Location annotation dataset excerpts
· · · · ·

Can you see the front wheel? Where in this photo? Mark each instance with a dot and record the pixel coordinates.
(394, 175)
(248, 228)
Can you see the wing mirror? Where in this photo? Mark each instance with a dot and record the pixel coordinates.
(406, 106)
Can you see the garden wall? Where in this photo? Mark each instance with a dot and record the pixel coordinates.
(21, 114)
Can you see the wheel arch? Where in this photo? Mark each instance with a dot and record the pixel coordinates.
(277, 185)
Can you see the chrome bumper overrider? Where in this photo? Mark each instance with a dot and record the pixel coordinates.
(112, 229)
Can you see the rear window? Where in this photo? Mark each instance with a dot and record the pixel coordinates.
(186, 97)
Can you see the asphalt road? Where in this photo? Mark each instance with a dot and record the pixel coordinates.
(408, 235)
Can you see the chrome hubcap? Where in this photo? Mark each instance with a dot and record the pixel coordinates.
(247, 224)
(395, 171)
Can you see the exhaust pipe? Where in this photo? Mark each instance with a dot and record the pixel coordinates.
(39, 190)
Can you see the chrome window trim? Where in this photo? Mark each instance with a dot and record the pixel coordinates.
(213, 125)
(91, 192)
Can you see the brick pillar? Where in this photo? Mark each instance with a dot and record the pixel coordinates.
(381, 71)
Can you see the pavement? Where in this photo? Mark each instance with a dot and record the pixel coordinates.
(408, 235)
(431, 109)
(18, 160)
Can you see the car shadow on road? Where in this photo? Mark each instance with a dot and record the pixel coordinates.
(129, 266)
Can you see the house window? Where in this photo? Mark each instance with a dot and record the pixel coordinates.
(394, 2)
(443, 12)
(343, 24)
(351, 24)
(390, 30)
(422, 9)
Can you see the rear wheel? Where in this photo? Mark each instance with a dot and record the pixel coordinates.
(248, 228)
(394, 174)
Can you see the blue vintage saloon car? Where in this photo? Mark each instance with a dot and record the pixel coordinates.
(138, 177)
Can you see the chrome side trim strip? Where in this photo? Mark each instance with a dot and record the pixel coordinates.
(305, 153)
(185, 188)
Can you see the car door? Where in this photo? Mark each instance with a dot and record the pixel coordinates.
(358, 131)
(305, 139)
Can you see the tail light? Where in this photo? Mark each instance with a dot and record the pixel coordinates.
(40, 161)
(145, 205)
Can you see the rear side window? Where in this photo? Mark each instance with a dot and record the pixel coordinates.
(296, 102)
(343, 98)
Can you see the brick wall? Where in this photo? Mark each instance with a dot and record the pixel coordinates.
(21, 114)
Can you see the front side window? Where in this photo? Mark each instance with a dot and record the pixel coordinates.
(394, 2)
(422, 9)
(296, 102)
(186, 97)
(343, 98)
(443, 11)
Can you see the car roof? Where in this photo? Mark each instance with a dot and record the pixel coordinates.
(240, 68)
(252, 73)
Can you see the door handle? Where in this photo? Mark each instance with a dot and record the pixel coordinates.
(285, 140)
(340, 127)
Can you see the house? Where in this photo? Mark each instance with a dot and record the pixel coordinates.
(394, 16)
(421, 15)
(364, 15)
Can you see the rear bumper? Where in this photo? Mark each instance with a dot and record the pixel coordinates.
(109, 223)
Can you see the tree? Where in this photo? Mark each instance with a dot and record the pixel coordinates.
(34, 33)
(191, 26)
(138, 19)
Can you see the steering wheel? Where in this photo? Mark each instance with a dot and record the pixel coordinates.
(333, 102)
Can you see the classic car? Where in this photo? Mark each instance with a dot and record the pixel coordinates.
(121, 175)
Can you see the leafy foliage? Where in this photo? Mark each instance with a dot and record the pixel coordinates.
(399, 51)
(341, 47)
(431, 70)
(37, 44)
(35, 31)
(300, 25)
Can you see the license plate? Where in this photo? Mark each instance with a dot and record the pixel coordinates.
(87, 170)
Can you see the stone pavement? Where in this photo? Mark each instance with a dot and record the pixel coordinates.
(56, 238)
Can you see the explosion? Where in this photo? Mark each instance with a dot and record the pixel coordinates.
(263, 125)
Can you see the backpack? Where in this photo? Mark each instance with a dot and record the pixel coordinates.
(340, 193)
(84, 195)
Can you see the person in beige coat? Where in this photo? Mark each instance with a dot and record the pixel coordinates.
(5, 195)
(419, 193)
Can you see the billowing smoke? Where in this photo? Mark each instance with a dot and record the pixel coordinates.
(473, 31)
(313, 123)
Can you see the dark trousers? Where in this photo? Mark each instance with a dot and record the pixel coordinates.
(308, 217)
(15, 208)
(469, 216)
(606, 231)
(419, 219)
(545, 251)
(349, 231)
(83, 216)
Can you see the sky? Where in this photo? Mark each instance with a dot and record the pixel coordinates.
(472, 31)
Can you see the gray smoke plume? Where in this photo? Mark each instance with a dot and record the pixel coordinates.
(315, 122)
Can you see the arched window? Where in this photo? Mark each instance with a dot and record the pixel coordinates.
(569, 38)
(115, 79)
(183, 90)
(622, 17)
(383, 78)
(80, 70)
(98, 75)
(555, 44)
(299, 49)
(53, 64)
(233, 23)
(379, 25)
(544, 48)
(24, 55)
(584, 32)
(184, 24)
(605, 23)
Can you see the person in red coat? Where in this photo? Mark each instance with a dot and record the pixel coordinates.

· · · · ·

Reproduce each record exactly, leaving nothing out.

Can you see the front wheel? Where in this photo? Mark each instance with a dot and record the pixel coordinates.
(394, 175)
(248, 228)
Can you see the wing mirror? Where in this photo? Mark each instance with a dot and record the pixel coordinates.
(406, 106)
Can you see the garden wall? Where in this photo? Mark each instance with a dot and record the pixel coordinates.
(21, 114)
Can you see the wheel arch? Where in this photo? Mark each instance with a dot and record the pixel coordinates.
(277, 185)
Can you see the chrome bumper overrider? Where in this photo? Mark each instance with a dot and record the pixel coordinates.
(112, 229)
Can you see the rear window? Where in this photo? Mark each instance with a dot and record the pixel coordinates.
(186, 97)
Can you see the asphalt road? Where in this photo? Mark each instance with a dot and record the pixel coordinates.
(408, 235)
Can you see the chrome hubcap? Where in this photo? Mark each instance with a dot and record the pixel coordinates.
(247, 224)
(395, 171)
Can you see the exhaust pipe? Where in this photo? Mark each instance with a dot and record the pixel coordinates.
(39, 190)
Can you see the chrome window trim? Where in this photo? Mark each instance with a dot and record the pixel coordinates.
(213, 125)
(91, 192)
Can you see the brick pillar? Where in this photo? Mark each instance with a dot and record the pixel coordinates.
(381, 71)
Can you see the pavement? Where in this photo? Mark each instance with a dot and record the pixel coordinates.
(408, 235)
(431, 109)
(18, 160)
Can you see the car shadow on road? Where in this photo? Mark each instance with a dot and record the pixel coordinates.
(129, 266)
Can you see the house window? Where in this photo? Mark each instance with a dot and record the pixel coordinates.
(394, 2)
(443, 12)
(343, 24)
(351, 24)
(390, 30)
(422, 9)
Can you see the rear wheel? Where in this photo? Mark each instance with a dot and record the pixel coordinates.
(248, 228)
(394, 174)
Can you see the blue vintage saloon car? Where in this photo? Mark each instance with a dot and record the pixel coordinates.
(138, 177)
Can you see the chrome side trim strip? Where in this photo? Mark each instance with a dot and record the pixel coordinates.
(305, 153)
(185, 188)
Can you see the car door? Where in this photo? Mark each instance with a dot and record the pixel coordinates.
(358, 131)
(305, 139)
Can you see the tail light? Where in this photo? Mark each instance with a dot and record the pixel coordinates.
(40, 161)
(145, 205)
Can you see the rear side window? Where in this photo? Mark each instance with a dot and record the pixel coordinates.
(296, 102)
(343, 98)
Can you see the brick wall? Where in this photo? Mark each instance with a dot and record the pixel coordinates.
(21, 114)
Can you see the front side window? Where in this photo? Mark each instance with a dot and record the pixel coordinates.
(394, 2)
(422, 9)
(296, 102)
(186, 97)
(343, 98)
(443, 11)
Can you see the car roof? Where in this photo? Mark each instance with a dot and record the pixel coordinates.
(240, 68)
(252, 73)
Can you see the door handle? Where in this photo? Mark each instance with a dot and record the pixel coordinates.
(285, 140)
(340, 127)
Can you see the house? Where in this photo? Mark each instance with a dot and record the pixel coordinates.
(394, 16)
(421, 15)
(364, 15)
Can you see the rear bumper? Where in this photo? Mark each instance with a dot and record the pixel coordinates.
(109, 223)
Can you see the tree? Where in this photo? Mark each instance with a dot and record the pixel coordinates.
(34, 33)
(191, 26)
(138, 19)
Can you see the steering wheel? Where in this photo? Mark each instance with a dot and record the pixel coordinates.
(333, 102)
Can you see the classic car? Where in this photo? Mark each instance with a dot and record the pixel coordinates.
(121, 175)
Can you see the leafy foliage? Where in this photo? Mark each instance with a dot and record the pixel coordinates.
(399, 51)
(341, 47)
(431, 70)
(37, 44)
(35, 31)
(300, 25)
Can you see the license plate? Where in this photo? Mark each instance with a dot and record the pixel coordinates.
(87, 170)
Can you see the stone pavement? Where in this photo? Mark each instance with a dot and record the pixel coordinates.
(56, 238)
Can you see the explosion? Where in this photo? Mark each instance with a dot and record the pixel coordinates.
(263, 125)
Can you see the backpack? Where in this photo? Mark each instance with a dot and record the pixel coordinates.
(340, 193)
(84, 195)
Can you see the person in beige coat? Where in this photo? Mark each instance with a dot and record the pixel coordinates.
(5, 195)
(419, 193)
Can you see the billowing smoke? Where in this photo? Mark each instance with a dot and record the pixel coordinates.
(473, 31)
(313, 123)
Can you see the dark trousers? Where in this photo? Mark each instance with a dot and record the pixel coordinates.
(308, 217)
(15, 208)
(469, 216)
(606, 231)
(419, 219)
(545, 251)
(349, 231)
(83, 216)
Can you see the sky? Where in this photo? Mark each instance with a dot and record the pixel coordinates.
(472, 31)
Can you see the gray smoke plume? Where in this photo? Mark each instance with a dot and record the pixel coordinates.
(315, 122)
Can you see the arched window? Where in this photo? Mark each instance with a dot and record the pixel coordinates.
(569, 38)
(115, 79)
(183, 90)
(622, 17)
(383, 78)
(80, 70)
(98, 75)
(555, 44)
(299, 49)
(53, 64)
(233, 23)
(379, 25)
(544, 48)
(24, 55)
(584, 32)
(184, 24)
(605, 23)
Can you see the person in red coat? Where in this photo? Mark each instance with a dot and record the pixel coordinates.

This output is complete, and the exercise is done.